▶ _Stated problem_: Render the lines of the records below as a numbered list, from the line containing "Crowdworker instructions — please locate every cliff" through the line containing "[4, 0, 247, 69]", both included, omitting any blank lines. List only those lines.

▶ _Items from a labeling collection_:
⁂
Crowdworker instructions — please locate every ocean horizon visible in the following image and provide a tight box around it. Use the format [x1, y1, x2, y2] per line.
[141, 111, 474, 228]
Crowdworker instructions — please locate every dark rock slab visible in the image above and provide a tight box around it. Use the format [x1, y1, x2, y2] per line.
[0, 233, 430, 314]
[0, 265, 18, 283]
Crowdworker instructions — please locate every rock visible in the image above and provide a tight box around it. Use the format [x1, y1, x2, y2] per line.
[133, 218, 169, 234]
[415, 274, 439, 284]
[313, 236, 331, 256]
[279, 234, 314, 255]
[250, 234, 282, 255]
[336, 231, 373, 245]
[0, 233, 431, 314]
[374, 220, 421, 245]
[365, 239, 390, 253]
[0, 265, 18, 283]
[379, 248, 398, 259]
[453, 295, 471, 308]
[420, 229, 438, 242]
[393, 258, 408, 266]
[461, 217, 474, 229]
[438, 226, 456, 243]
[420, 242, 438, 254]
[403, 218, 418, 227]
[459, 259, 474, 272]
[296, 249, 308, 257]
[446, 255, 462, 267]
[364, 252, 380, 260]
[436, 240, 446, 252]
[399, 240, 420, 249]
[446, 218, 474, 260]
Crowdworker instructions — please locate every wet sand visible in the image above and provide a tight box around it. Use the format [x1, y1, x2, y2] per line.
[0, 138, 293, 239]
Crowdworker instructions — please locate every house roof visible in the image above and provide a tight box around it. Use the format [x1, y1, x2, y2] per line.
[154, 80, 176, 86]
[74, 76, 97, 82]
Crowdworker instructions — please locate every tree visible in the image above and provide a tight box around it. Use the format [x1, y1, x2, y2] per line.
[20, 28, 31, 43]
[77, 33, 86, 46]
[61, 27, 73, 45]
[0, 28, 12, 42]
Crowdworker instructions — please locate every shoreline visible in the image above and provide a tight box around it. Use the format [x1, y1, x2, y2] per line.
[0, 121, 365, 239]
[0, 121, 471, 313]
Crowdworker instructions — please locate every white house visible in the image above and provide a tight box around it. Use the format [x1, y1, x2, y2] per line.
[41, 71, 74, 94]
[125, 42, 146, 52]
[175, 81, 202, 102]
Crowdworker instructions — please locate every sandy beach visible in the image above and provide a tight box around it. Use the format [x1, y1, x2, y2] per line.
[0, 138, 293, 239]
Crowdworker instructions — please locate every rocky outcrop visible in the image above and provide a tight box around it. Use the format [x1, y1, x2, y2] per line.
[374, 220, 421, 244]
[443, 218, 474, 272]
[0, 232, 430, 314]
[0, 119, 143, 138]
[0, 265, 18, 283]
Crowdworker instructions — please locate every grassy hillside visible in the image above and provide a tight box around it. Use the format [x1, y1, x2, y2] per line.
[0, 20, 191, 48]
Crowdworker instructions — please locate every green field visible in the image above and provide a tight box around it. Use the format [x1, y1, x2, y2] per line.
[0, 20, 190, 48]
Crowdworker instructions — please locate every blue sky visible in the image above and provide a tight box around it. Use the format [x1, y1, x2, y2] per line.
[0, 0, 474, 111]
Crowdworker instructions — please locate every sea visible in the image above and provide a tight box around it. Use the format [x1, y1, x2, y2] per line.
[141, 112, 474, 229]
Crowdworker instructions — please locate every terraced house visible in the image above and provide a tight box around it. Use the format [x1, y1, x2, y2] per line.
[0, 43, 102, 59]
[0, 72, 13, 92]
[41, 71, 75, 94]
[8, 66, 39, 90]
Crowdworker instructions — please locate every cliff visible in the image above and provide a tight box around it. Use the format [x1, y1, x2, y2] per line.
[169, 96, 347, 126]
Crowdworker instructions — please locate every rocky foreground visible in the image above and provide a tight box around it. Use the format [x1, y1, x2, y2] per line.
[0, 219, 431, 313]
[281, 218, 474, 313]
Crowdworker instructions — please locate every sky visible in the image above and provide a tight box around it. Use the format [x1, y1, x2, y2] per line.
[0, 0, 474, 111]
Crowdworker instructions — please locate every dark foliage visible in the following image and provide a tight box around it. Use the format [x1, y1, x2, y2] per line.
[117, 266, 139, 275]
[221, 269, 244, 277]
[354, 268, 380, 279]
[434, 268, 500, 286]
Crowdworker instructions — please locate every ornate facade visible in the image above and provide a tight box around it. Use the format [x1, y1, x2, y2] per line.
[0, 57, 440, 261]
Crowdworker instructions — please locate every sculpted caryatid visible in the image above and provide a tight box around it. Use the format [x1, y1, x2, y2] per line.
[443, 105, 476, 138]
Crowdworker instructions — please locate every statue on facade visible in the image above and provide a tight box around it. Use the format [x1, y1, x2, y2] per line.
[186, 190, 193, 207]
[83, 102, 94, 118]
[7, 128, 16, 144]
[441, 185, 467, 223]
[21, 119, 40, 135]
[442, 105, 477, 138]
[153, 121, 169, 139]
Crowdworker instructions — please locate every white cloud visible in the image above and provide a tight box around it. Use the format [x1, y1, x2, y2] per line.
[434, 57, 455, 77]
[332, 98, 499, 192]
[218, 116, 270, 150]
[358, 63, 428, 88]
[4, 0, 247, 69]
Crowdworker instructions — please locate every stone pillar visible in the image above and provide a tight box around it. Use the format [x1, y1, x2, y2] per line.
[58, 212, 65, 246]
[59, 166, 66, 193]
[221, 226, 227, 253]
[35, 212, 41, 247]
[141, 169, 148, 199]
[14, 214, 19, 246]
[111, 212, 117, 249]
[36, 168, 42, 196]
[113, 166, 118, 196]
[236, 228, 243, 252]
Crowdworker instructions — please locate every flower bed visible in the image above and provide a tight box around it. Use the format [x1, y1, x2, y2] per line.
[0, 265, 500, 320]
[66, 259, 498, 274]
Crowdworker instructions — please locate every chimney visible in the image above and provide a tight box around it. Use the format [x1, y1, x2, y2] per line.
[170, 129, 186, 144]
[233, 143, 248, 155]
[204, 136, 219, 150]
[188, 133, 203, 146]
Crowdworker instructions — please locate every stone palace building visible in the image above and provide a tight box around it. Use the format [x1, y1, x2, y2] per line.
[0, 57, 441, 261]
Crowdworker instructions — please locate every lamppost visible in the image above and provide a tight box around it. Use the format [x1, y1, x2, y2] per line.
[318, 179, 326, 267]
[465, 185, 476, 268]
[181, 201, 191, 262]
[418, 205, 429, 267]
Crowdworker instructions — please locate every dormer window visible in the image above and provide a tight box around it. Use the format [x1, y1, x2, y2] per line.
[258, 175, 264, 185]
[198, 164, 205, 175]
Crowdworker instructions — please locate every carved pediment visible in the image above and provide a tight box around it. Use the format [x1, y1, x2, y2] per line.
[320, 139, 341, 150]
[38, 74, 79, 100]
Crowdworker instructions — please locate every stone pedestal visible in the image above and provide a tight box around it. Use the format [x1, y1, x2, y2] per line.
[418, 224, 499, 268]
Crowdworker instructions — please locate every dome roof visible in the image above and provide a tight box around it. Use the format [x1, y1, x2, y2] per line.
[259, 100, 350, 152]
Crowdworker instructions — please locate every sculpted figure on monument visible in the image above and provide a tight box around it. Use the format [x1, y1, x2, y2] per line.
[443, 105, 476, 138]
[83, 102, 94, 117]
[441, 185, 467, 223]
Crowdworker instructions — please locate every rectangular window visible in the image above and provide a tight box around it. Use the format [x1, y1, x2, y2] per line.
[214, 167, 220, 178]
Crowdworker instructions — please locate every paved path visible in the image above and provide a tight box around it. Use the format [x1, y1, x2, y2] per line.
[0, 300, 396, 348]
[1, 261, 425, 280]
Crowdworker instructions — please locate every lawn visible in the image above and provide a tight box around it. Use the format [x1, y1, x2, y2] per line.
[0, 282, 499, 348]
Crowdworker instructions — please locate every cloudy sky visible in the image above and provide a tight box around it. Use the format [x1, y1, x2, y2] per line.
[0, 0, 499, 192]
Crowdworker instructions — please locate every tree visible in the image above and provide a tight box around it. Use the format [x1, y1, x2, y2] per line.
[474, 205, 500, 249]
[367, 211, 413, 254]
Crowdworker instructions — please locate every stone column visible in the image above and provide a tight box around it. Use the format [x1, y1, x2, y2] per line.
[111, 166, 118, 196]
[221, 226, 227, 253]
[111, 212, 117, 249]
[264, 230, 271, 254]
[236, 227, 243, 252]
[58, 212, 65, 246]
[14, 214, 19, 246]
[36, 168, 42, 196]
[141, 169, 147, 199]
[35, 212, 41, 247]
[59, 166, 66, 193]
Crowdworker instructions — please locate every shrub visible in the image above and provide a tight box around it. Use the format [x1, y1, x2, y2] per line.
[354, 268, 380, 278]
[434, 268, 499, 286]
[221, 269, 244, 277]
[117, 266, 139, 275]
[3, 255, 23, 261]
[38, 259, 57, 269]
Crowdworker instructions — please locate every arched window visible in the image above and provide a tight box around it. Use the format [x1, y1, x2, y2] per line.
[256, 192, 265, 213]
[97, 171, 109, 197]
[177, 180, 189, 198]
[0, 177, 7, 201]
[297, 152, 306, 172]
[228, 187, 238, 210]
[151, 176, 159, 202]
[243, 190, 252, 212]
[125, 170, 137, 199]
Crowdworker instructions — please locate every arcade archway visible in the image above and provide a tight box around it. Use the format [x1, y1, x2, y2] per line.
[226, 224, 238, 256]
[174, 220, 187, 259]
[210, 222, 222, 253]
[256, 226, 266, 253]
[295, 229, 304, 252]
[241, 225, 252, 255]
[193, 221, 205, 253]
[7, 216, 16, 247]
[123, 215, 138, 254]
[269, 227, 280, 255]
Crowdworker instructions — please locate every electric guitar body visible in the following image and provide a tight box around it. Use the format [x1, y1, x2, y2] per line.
⁂
▶ _Completed exercise_:
1. Crowdworker instructions — please locate every cliff visible in the image above and provide a tight box around it. Use the format [x1, y1, x2, y2] per line.
2. [169, 96, 347, 126]
3. Crowdworker instructions — please locate every rocky foreground visible in the image above and provide a tight box around it. Use the format [x1, y1, x2, y2] per line.
4. [0, 219, 431, 313]
5. [281, 218, 474, 313]
6. Crowdworker instructions — please locate every sky visible in the image above and provide a tight box around it. Use the format [x1, y1, x2, y2] per line.
7. [0, 0, 474, 111]
8. Crowdworker instructions — please locate every dark foliage visible in the following image and provide a tight box around it. Use the format [x1, y1, x2, y2] per line.
9. [117, 266, 139, 275]
10. [221, 269, 244, 277]
11. [354, 268, 380, 279]
12. [434, 268, 500, 286]
13. Crowdworker instructions — please locate every ornate facade visible in the image above and provide a tight box around it. Use the format [x1, y1, x2, y2] per line.
14. [0, 57, 440, 261]
15. Crowdworker instructions — please locate every sculpted caryatid visible in the image above and provide a tight box around it. Use the format [x1, y1, x2, y2] per line.
16. [443, 105, 476, 138]
17. Crowdworker instructions — please locate every statue on facade visible in the image above and provide a tight box around it. Use the format [x1, y1, x2, y2] per line.
18. [186, 190, 193, 207]
19. [83, 102, 94, 118]
20. [7, 128, 16, 144]
21. [441, 185, 467, 223]
22. [21, 119, 40, 135]
23. [442, 105, 477, 138]
24. [153, 121, 169, 139]
25. Crowdworker instructions — please locate every white cloud visible in the image above and provide a tight box around it. Use the format [x1, y1, x2, y2] per line.
26. [434, 57, 455, 77]
27. [332, 98, 499, 192]
28. [218, 116, 270, 150]
29. [358, 63, 428, 88]
30. [4, 0, 247, 69]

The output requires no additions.